▶ [What to produce]: Line by line, copy the material below exactly as given.

▶ [Record excerpts]:
┄┄┄┄┄┄
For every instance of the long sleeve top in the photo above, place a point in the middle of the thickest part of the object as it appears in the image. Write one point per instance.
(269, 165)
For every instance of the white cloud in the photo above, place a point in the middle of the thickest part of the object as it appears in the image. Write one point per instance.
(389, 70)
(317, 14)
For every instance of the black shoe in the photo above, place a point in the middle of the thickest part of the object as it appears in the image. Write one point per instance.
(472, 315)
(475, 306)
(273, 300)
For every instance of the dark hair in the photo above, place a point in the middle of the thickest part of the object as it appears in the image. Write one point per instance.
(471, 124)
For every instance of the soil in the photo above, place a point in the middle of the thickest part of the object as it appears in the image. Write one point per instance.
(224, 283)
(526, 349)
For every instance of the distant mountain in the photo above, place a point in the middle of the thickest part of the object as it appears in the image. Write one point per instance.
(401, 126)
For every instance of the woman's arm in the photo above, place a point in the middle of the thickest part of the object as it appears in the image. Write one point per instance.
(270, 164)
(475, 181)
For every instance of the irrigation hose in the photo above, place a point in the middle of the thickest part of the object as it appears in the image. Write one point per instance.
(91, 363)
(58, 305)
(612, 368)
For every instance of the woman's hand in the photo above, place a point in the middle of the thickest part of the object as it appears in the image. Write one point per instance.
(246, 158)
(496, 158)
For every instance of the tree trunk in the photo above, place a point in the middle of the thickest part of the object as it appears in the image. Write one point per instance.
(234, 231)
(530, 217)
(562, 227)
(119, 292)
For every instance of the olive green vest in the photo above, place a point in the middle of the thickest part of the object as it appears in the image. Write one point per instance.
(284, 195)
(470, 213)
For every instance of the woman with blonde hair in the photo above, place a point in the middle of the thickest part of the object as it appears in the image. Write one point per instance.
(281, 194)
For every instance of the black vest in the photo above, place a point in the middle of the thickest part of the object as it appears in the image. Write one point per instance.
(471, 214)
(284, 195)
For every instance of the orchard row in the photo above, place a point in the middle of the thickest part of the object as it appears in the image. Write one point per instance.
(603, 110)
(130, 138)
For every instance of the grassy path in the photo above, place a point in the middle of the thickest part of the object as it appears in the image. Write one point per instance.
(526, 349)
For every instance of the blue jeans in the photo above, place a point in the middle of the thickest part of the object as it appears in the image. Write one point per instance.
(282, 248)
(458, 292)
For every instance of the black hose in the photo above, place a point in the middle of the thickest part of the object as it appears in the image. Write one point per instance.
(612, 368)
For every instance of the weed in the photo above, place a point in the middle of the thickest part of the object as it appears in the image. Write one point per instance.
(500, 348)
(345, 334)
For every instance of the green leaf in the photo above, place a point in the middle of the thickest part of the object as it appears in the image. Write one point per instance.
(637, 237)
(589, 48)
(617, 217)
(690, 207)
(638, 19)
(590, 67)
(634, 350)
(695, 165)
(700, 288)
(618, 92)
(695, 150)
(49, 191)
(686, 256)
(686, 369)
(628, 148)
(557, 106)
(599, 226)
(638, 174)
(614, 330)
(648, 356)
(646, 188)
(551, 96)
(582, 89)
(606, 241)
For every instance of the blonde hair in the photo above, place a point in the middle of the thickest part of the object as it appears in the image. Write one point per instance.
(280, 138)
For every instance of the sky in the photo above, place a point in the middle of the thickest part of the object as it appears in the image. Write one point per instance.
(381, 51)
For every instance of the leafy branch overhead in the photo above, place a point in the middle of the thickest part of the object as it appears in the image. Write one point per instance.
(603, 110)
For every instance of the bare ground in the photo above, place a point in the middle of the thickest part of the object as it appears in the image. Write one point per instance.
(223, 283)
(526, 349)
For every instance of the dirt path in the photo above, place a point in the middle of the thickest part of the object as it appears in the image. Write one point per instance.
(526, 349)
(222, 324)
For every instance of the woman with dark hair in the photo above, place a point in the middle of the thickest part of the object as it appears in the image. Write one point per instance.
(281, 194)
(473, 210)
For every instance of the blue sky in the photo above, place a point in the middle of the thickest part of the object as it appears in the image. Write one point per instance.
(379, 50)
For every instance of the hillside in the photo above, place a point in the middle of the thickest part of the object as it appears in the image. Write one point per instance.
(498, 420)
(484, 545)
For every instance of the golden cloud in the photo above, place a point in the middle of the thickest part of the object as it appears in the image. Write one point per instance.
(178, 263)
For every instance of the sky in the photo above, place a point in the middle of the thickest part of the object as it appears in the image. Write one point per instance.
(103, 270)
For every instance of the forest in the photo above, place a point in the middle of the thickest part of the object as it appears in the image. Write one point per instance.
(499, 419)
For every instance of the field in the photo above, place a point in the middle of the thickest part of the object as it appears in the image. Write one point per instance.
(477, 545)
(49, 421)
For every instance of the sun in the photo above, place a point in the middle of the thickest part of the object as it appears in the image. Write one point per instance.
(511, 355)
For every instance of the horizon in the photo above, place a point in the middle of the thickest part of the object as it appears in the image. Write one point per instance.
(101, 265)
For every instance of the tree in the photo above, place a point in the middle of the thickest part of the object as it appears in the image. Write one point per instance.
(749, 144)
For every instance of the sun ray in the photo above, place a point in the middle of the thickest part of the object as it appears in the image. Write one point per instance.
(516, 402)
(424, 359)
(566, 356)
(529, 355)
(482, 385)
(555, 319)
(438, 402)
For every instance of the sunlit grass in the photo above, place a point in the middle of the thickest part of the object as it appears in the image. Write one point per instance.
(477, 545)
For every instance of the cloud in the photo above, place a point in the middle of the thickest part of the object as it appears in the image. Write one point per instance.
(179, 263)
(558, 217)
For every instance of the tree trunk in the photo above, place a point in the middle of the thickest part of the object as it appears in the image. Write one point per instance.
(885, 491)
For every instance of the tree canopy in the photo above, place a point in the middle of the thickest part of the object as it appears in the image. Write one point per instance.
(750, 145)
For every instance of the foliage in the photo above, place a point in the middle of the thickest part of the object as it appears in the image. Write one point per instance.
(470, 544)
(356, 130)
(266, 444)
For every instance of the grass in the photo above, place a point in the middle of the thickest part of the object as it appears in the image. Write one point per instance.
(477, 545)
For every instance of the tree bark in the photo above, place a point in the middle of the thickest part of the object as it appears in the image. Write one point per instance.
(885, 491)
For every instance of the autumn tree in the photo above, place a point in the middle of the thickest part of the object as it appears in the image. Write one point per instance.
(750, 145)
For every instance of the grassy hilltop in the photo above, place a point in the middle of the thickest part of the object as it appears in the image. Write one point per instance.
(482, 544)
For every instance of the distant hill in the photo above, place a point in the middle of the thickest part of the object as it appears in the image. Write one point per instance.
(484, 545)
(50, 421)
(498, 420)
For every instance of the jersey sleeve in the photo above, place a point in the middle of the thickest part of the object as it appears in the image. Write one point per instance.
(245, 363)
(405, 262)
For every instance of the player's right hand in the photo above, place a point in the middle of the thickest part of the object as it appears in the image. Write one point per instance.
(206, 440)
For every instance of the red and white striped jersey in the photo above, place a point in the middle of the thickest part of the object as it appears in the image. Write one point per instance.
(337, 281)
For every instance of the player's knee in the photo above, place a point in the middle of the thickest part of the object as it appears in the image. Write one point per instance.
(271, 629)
┄┄┄┄┄┄
▶ [Task answer]:
For every instance of the long sleeve top in the photo above, place a point in the middle of the thickest part of the object as it appears in the image. Write one point per instance.
(269, 165)
For every instance of the white cloud in the photo above, place a point in the middle of the thickest part of the object as it appears in the image. Write one point per instance.
(389, 70)
(317, 14)
For every instance of the black shoe in the photo above, place a point in the middle of the thickest part of the object as it appears in the image. Write one point per instance.
(472, 315)
(475, 306)
(273, 300)
For every instance of the dark hair in the photo above, place a point in the middle of the thickest part of the object as it appears in the image. Write one point per instance.
(471, 124)
For every instance of the soil in the photo above, place a point in the middle of the thickest part of the object as it appears in the image. Write one point per instance.
(224, 283)
(526, 349)
For every instance of the distant mountain in the photo above, place a point in the middle of the thickest part of the object as it appears in the image. Write one point per instance.
(401, 126)
For every instance of the woman's arm in the photo above, place a point in the middle of the thickest part of the object as it appears in the image. Write one point per instance.
(270, 164)
(475, 181)
For every instance of the irrigation hose in the photo above, place a point in the middle of the thickest part of the object as it appears in the image. Write one point per instance.
(91, 363)
(58, 305)
(612, 368)
For every instance of the woman's hand in the photo above, place a point in the middle of the thickest part of the object as it appears in the image. Write one point per instance.
(246, 158)
(496, 158)
For every instance of the tree trunk in the photo above, place a point in the middle of the thickest part of the object as it appears in the image. Write one point per instance.
(234, 231)
(530, 217)
(562, 227)
(119, 292)
For every instance of the olive green vest in the photo above, place a point in the middle of the thickest part of the object as it appears in the image. Write one point per instance.
(284, 195)
(470, 213)
For every instance of the woman with blonde hair in the photo above, place a point in the middle of the thickest part of the object as it appears in the image. Write one point per instance.
(281, 194)
For every instance of the black vest in the photo above, place a point in the middle of the thickest part of the object as it appears in the image. Write one point per instance.
(471, 214)
(284, 195)
For every instance of the orchard row in the photo above, place a point in the middle of the thickest part of the object as it appears in the image. Write one point per instance.
(603, 110)
(130, 138)
For every instance of the grassy path in the photo above, place a point in the middle of the thickest part of the object as it appears in the image. Write one point per instance.
(526, 349)
For every instance of the blue jeans in the photo above, place a point in the middle of the thickest part of the object as it appears in the image. Write one point per instance.
(282, 248)
(458, 292)
For every instance of the black hose in the photo above, place a point in the middle of the thickest part of the object as it appears in the image. Write one point per instance.
(612, 368)
For every instance of the weed in the photo above, place a point in the middle of the thickest part of the object as it appears in the image. Write one point per instance.
(500, 348)
(345, 334)
For every instance of the green leaf in the photo above, place a point in the middle of the thickest part of the object as it appears in the image. Write one point per instance.
(637, 237)
(589, 48)
(617, 217)
(690, 207)
(638, 19)
(590, 67)
(634, 350)
(695, 165)
(700, 288)
(618, 92)
(695, 150)
(49, 191)
(686, 256)
(686, 369)
(628, 148)
(557, 106)
(599, 226)
(638, 174)
(614, 330)
(648, 356)
(646, 188)
(551, 96)
(582, 89)
(606, 241)
For every instance of the blonde hair in the photo above, place a point in the middle of the thickest part of the object as it appears in the image. Write one point per instance.
(280, 138)
For every instance of the sky in the photo above, place a point in the middle of the thickest part of the object as it appears in the image. Write one point per instance.
(381, 51)
For every instance of the leafy branch overhead in the photo above, place a point in the middle of the thickest part of the object as it appears in the image. Write one point per instance.
(603, 110)
For every instance of the bare ground in the photo above, place a point in the middle of the thickest part of the object as it appears in the image. Write one point per instance.
(223, 283)
(526, 349)
For every instance of the dirt path in the photo above, place a point in the middle of the thickest part of the object as it appears in the image. Write one point per instance.
(526, 349)
(222, 324)
For every instance of the woman with dark hair in the photo above, place a point in the middle of the thickest part of the object as it appears in the image. Write one point per instance.
(281, 194)
(473, 210)
For every instance of the blue sky in the photo above, place a point in the middle of the thickest part of the object as it appears in the image. Write one point per instance.
(379, 50)
For every instance of the hillside in the photo above, place a point in the middle of the thickest part of the object as it appears in the image. Write one point per instance.
(498, 420)
(484, 545)
For every instance of the golden cloud in the photo above, place a point in the middle of the thickest part of the object as it appears in the image. Write one point per instance.
(178, 263)
For every instance of the sky in the photo above, place a point in the middle of the thickest part of the object as it appears in the image. Write one point per instance.
(103, 270)
For every instance of the forest in the photo above, place a point in the middle of the thickest part of the object as it appears in the image. Write one point per instance.
(499, 419)
For every instance of the field in the photo above, place a point in the middle of the thickest part of the object as it appears in the image. Write one point per instance.
(477, 545)
(49, 421)
For every instance of the sun in the photo above, place a point in the middle of the thickest part of the object as it appears in the image. Write one point per instance.
(511, 355)
For every instance of the horizon in the photo above, place a point in the middle of the thickest part of the object as it appears in the image. Write one point per instance.
(101, 265)
For every instance of the tree in the photo above, place a point in the middle of the thickest part of the object as it appears in the image. Write one point per instance.
(749, 144)
For every instance of the sun ray in the photo above, place a point in the middle of the thickest part of the object as it appears in the image. Write one point per instance.
(516, 402)
(424, 359)
(566, 356)
(529, 355)
(482, 385)
(555, 319)
(438, 402)
For every instance of the sunlit grass in the photo above, place a point in the middle of the thickest part of the object as it appears in the image. Write one point per instance.
(477, 545)
For every instance of the cloud in the photo above, place a point in the middle of the thickest part of the object as it appears in the image. Write one point per instance.
(179, 263)
(558, 217)
For every instance of the tree trunk in the photo above, place a point in the middle of the thickest part of the object as it appears in the image. Write one point per instance.
(885, 491)
For every instance of the tree canopy in the photo above, place a point in the middle of the thickest part of the object as it appears in the image. Write one point per instance.
(750, 145)
For every instance of the foliage in the photo above, place a point in the middle of the thickest part of the object as it appears in the image. Write one point per instance.
(470, 544)
(356, 130)
(266, 444)
For every instance of the grass in the photo above, place a point in the middle of the thickest part of the object as it appears in the image. Write one point per instance.
(477, 545)
For every instance of the tree bark in the photo above, place a point in the middle of the thickest part of the object as it appears in the image. Write one point per instance.
(885, 491)
For every instance of the autumn tree in the photo above, place a point in the middle of the thickest part of the object as it appears in the image. Write one point per instance.
(750, 145)
For every instance of the grassy hilltop in the photo above, place a point in the middle of the thickest part of the object as it appears in the image. Write one point per instance.
(482, 544)
For every instance of the distant hill in the photo above, place a point in the middle of the thickest part of the object as it appears in the image. Write one point per instance.
(484, 545)
(50, 421)
(498, 420)
For every instance of the jersey sleeve in the photo above, place a point in the middle of the thickest part of the object as it appears in the image. Write one point per instance.
(245, 363)
(405, 262)
For every instance of the player's right hand in the photo above, place a point in the middle of the thickest part of the object as it appears in the image. Write one point per instance.
(206, 440)
For every instance of the red and white striped jersey in the photo above, place a point in the middle of the thickest part of the object as it appears in the image. Write one point per instance.
(337, 281)
For every instance of the player's knee in the photo above, place a point in the middle of the thickest part of the object as it appears in the image. Write one point per instance.
(271, 629)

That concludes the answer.